# WRITTEN TASK
Continue the article on the first year of Obama's Climate Action Plan from the point where it stops.

━━ PASSAGE PROVIDED

One year into Obama's Climate Action Plan: What has he delivered?

Reading time: 4 minutes
27 June 2014

NEW YORK: Obama’s Climate Action Plan, launched in June 2013, committed to “steady, responsible action to cut carbon pollution … so that we leave behind a cleaner, more stable environment,” but one year on what exactly has been achieved?

Central to the plan was a commitment to tackle carbon emissions from power plants, which account for approximately 40% of total US emissions, and in June 2014 this was delivered.

Under the new standards states can cut emissions via a cap and trade system, greater energy efficiency or by fuel switching, with June 2016 the deadline for deciding what method suits their individual situation best.

However, “while this kind of flexible approach enables greater emission reductions at lower cost, it also makes the rule more vulnerable to legal challenges, Evan Juska, Head of US Policy for The Climate Group, warned.

“In finalizing the rule, the key challenge for the Administration will be finding the right balance between ambition and legality.”

Since 2005, US power sector emissions have fallen by 15%, and the Environmental Protection Agency (EPA) is confident that the new Clean Power Plan will significantly build on progress to date.

The Agency forecast that $93 billion in climate and public health benefits will result from the new standards, and note that by increasing energy efficiency and decreasing demand in the electricity system, the measures will also cut electricity bills by around 8%.

It hoped that with the Clean Power Pill, the US will be on track to achieving the total cut in national greenhouse gas emissions of 17% below 2005 levels by 2020, which the Climate Action Plan targeted.

Ancillary to the Clean Power Plan, was the Clean Air Act’s regulations on power plant smog, which, in a decisive May Supreme Court ruling, were upheld. The decision on the regulations tackling emissions that cross state lines was an important environmental victory for the Obama administration who committed to improving air quality in the rigorous climate strategy.


A key area of opportunity which the Climate Action Plan addresses is greater energy efficiency. The Administration recognizes that efficient use of energy not only cuts greenhouse gases but also saves costs, making it an ideal area for climate action.

━━━━
━━ ENTRIES SUPPLIED

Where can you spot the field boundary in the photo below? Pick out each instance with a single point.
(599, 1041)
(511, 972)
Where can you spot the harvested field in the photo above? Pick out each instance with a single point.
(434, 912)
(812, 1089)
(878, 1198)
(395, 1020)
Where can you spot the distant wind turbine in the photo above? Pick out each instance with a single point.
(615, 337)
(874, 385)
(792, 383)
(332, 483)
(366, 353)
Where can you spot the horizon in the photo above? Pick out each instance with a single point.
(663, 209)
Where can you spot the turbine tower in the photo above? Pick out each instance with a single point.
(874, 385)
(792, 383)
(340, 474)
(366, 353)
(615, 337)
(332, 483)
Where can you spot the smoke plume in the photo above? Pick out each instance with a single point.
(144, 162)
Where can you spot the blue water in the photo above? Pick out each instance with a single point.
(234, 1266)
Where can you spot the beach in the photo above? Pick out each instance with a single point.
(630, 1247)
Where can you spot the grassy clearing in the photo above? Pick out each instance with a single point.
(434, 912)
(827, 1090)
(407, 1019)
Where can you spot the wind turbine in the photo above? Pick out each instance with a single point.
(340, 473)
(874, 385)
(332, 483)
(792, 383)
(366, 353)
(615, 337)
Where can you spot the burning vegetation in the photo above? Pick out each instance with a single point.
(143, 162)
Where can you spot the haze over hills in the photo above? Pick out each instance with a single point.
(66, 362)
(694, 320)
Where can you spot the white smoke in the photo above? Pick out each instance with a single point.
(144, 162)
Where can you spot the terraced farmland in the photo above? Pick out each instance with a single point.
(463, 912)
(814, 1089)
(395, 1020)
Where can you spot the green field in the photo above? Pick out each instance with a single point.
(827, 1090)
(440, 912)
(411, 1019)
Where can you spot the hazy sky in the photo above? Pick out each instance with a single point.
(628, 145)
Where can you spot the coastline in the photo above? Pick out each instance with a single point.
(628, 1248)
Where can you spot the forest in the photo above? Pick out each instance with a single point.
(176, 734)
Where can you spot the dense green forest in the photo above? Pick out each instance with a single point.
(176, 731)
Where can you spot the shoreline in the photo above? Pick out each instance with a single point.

━━━━

# RESULT
Nine proposed energy conservation standards for appliances and equipment were introduced last year and a further eight energy conservation standards have been finalized.

In addition, the Department of Energy announced a preliminary code for buildings, indicating that the President is committed to delivering on the efficiency aspect of the Plan.

Separately, a comprehensive study by CBRE and Maastricht University found that the number of US buildings awarded the Energy Star-label has increased by close to 600% since 2005.


The case for urgent action on global warming was crystallised with the launch of the National Climate Assessment plan in May of this year. The landmark study represents the most comprehensive and stark account of the impact of climate change on the United States.

The scientific and economic evidence which the report draws on is likely to continue to influence Obama’s climate decision for the remainder of his second term.

The President has demonstrated a willingness to work with local government in developing a comprehensive climate change mitigation strategy, as evidenced by his State, Local and Tribal Leaders Task Force on Climate Preparedness and Resilience. The coalition which was launched the previous November is made up of 26 governors, county executives, mayors and tribal leaders who highlight how communities across America are critically affected by the rise in temperatures.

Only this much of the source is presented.